[Task prompt] Transcribe all records below exactly, without images.
(The data begins)
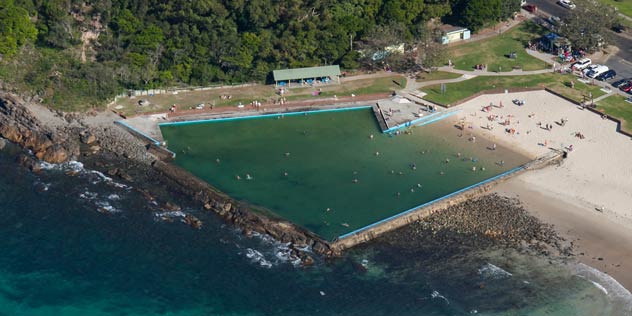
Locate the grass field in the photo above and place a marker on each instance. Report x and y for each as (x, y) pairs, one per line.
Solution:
(616, 106)
(624, 6)
(262, 93)
(494, 51)
(558, 83)
(436, 75)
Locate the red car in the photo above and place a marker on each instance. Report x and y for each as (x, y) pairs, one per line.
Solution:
(626, 87)
(530, 7)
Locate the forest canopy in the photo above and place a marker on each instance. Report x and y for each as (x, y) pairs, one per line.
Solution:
(92, 50)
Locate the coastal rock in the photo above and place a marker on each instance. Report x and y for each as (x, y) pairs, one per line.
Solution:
(88, 138)
(11, 132)
(485, 221)
(29, 163)
(193, 221)
(125, 176)
(53, 154)
(172, 207)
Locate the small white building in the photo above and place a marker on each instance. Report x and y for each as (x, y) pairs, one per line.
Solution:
(451, 34)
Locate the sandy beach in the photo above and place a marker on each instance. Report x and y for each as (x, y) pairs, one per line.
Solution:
(588, 197)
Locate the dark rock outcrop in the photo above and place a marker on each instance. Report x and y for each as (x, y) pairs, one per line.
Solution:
(242, 216)
(70, 133)
(19, 125)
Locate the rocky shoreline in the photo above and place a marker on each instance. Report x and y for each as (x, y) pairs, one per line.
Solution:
(94, 140)
(486, 221)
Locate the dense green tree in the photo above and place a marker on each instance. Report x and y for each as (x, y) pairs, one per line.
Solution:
(17, 28)
(587, 26)
(478, 13)
(151, 43)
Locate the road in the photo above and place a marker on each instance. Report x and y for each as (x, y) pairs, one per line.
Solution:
(621, 62)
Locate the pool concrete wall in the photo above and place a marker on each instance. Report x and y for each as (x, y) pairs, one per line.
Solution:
(375, 230)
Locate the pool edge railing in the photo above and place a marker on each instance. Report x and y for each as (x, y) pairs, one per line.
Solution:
(152, 141)
(276, 114)
(371, 231)
(434, 117)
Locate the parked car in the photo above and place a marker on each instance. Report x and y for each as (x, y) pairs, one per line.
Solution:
(530, 8)
(590, 68)
(607, 75)
(620, 82)
(626, 87)
(567, 4)
(619, 28)
(554, 20)
(582, 64)
(597, 71)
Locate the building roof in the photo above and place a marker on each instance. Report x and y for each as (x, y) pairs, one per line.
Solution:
(447, 28)
(305, 73)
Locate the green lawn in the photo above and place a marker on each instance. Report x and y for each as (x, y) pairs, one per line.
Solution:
(624, 6)
(616, 106)
(436, 75)
(263, 93)
(493, 51)
(558, 83)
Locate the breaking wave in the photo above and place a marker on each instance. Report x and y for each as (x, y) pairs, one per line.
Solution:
(491, 271)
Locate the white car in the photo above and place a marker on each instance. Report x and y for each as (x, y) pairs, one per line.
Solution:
(582, 64)
(597, 71)
(567, 4)
(590, 68)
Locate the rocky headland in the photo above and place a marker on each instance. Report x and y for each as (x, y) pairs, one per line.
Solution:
(93, 139)
(487, 221)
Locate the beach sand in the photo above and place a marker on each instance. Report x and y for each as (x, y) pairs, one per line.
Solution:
(588, 197)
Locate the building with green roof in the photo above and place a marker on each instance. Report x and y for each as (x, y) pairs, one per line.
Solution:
(309, 75)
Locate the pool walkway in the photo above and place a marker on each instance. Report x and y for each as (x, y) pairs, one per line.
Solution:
(376, 229)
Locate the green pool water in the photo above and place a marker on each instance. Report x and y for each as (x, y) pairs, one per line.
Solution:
(325, 172)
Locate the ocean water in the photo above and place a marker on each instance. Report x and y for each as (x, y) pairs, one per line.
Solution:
(338, 178)
(87, 245)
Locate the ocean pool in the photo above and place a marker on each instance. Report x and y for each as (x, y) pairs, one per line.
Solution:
(333, 172)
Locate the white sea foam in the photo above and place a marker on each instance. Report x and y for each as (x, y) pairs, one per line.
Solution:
(170, 214)
(436, 294)
(42, 186)
(87, 195)
(77, 167)
(105, 207)
(491, 271)
(607, 284)
(281, 251)
(257, 257)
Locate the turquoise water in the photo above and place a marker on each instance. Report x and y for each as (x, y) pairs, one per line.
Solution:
(62, 256)
(323, 171)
(The data ends)
[Worked solution]
Locate the grass field in the photo above and place a marker on each instance. Report x and y for each as (x, y) pairs, one per line.
Solution:
(616, 106)
(624, 6)
(262, 93)
(494, 51)
(558, 83)
(436, 75)
Locate the red car in the photo above and place a marker on each instance. Report x and y for each as (x, y) pairs, one per line.
Solution:
(626, 87)
(530, 7)
Locate the forest canopy in the photo above and place a marker on each instance. Report x and y for each as (x, y) pairs, one per line.
Solution:
(92, 50)
Locate the coastal rock in the photo above and place a marker on each instance. Report x and y for each as (x, y) pairs, one per line.
Solution:
(88, 138)
(11, 132)
(485, 221)
(29, 163)
(193, 221)
(125, 176)
(53, 154)
(172, 207)
Locate the small white building in the photo above and place a marker on each instance. Report x and y for each as (x, y) pairs, one per line.
Solution:
(451, 34)
Locate the sandy beach in the photo above and place a marker on each instance. Report x and y for each as (x, y) pairs, one per line.
Solution:
(588, 197)
Locate the dark rock outcrop in the photo above and place a marker on each instance. Report x and y for each as (x, y) pairs, one per line.
Solution:
(242, 216)
(70, 133)
(19, 125)
Locate the rocky shoreline in the photo above and place a marker on each instance. Report x and y for each as (x, y) pairs, one per line.
Solution:
(94, 140)
(486, 221)
Locate the dense green tree in the photo above and place a marker on each instance. Report x and y for each as (x, y) pairs, one per line.
Solution:
(17, 28)
(587, 26)
(478, 13)
(151, 43)
Locate the road in the photo above and place a marker on each instance. Report x and y for each as (x, y) pairs, one per line.
Solution:
(621, 62)
Locate the pool concrete wall in the photo above and place a marker on each instance. Report x and y for each as (x, y) pairs, one per line.
Solution:
(375, 230)
Locate the pool edge railing in the photo above and place a marker on each instance. Report x and y for each as (x, y) pairs, one per line.
Solution:
(152, 141)
(276, 114)
(371, 231)
(434, 117)
Locate the parked car in the photo above and place a marker on each instance. Report x and y for each as (x, y) pairs, one per line.
Solution:
(530, 8)
(590, 68)
(607, 75)
(620, 82)
(626, 87)
(567, 4)
(619, 28)
(554, 20)
(582, 64)
(597, 71)
Locate the building roof in the photo above and place a marker on each instance. Report x and y for each as (x, y) pairs, one per line.
Solution:
(447, 28)
(305, 73)
Locate the green lawn in the photo above and place a marker on each instance. Report x and y for each as (x, y) pairs, one per line.
Solution:
(624, 6)
(616, 106)
(436, 75)
(263, 93)
(493, 51)
(558, 83)
Locate the breaking wave in the photo above and place a marker on each instance. Report x and y for each as (x, y) pairs, one per line.
Solution:
(491, 271)
Locate the white car in the photo above and place a marker on each instance. Report x and y for each as (x, y) pairs, one per line.
Solution:
(582, 64)
(597, 71)
(567, 4)
(590, 68)
Locate the rocky headland in the photo above and place a marker on each instance. Report x and y for each as (x, y) pairs, one per line.
Solution:
(93, 139)
(487, 221)
Locate the beach sand in the photo above and place a marker on each instance. Report x and y for each as (x, y) pairs, one per line.
Solution:
(588, 197)
Locate the building with green roof in the photo above and place a marker on each instance. Report x and y for each as (x, y) pairs, one per line.
Solution:
(309, 75)
Locate the pool walkway in the photo above and place a marker on each instance. Report x and y for each as (x, y) pairs, one per line.
Solution:
(376, 229)
Locate the green pool water in the photo above and place a marker on each instance. Report x and y for each as (x, y) pairs, one per line.
Solution:
(325, 172)
Locate the ocean water in the photo above and place a marker on each instance. Report x and y for each as (x, y) pairs, one per line.
Solution:
(338, 178)
(87, 245)
Locate the ocean pool in the photo above and place a marker on each instance. Report x and y for each as (x, y) pairs, one per line.
Solution:
(333, 172)
Locate the white sea foam in the photo above and place a marker on each instance. Report x and y for each as (x, y) pairs, one per line.
Solution:
(170, 214)
(436, 294)
(42, 186)
(87, 195)
(77, 167)
(105, 207)
(491, 271)
(607, 284)
(281, 251)
(257, 257)
Locate the turquoise water in the photo above and place a marker on each instance. Report x and y for each as (x, y) pairs, one per line.
Solution:
(62, 256)
(323, 171)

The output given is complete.